- [Listed entries]
━━━━━━━━
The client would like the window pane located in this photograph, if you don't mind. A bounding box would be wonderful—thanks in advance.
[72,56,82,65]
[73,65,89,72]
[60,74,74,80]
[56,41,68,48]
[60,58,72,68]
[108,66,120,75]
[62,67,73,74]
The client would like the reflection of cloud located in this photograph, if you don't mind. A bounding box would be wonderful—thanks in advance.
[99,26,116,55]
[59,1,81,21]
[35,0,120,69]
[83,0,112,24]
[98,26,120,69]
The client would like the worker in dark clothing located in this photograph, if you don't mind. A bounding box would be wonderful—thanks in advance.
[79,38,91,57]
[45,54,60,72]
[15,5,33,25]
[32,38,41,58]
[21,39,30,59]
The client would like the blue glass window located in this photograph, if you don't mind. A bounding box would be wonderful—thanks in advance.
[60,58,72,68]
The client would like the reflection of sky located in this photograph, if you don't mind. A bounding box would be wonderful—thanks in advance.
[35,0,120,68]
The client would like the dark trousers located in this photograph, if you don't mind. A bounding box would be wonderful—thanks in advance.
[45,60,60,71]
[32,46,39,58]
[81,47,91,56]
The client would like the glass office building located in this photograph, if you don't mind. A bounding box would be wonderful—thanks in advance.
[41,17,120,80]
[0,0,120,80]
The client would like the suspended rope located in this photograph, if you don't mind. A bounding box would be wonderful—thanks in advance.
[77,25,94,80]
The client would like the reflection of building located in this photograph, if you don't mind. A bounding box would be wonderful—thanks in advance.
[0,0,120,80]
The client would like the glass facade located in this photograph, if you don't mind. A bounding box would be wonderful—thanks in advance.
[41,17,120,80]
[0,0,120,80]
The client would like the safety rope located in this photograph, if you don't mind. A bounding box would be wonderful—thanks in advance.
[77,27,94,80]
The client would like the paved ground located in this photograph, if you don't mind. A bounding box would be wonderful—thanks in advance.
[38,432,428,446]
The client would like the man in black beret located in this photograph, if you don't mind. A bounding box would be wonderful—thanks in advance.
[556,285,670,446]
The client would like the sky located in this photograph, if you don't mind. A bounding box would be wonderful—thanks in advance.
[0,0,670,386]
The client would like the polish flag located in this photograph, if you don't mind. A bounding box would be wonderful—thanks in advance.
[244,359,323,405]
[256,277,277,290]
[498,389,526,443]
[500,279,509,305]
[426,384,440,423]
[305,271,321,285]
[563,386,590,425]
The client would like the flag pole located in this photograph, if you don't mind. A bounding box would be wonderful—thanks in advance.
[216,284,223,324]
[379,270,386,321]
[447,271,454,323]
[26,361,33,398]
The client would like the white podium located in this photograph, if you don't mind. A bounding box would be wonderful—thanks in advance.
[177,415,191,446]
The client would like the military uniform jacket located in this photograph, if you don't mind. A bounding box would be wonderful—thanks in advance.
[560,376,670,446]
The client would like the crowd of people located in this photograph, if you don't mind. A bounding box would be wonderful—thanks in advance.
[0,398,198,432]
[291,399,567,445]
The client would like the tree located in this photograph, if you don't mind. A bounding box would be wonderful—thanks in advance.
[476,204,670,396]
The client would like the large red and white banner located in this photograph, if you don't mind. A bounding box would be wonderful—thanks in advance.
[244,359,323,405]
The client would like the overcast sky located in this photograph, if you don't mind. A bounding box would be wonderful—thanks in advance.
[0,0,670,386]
━━━━━━━━
- [Given exercise]
Which lines in the rows above contain the word "reflection"? Collect every one of them; case counts.

- [Solution below]
The client would like the reflection of cloud located in this photograph, if you don't mind. A bounding box would be wonderful—thanks in advance.
The client would like the reflection of sky located in this photograph, if you don't mind. A bounding box would be wonderful—thanks in advance.
The client would like the reflection of building located in this photograph, if you don't mind. A bounding box would be wonderful—thanks in advance.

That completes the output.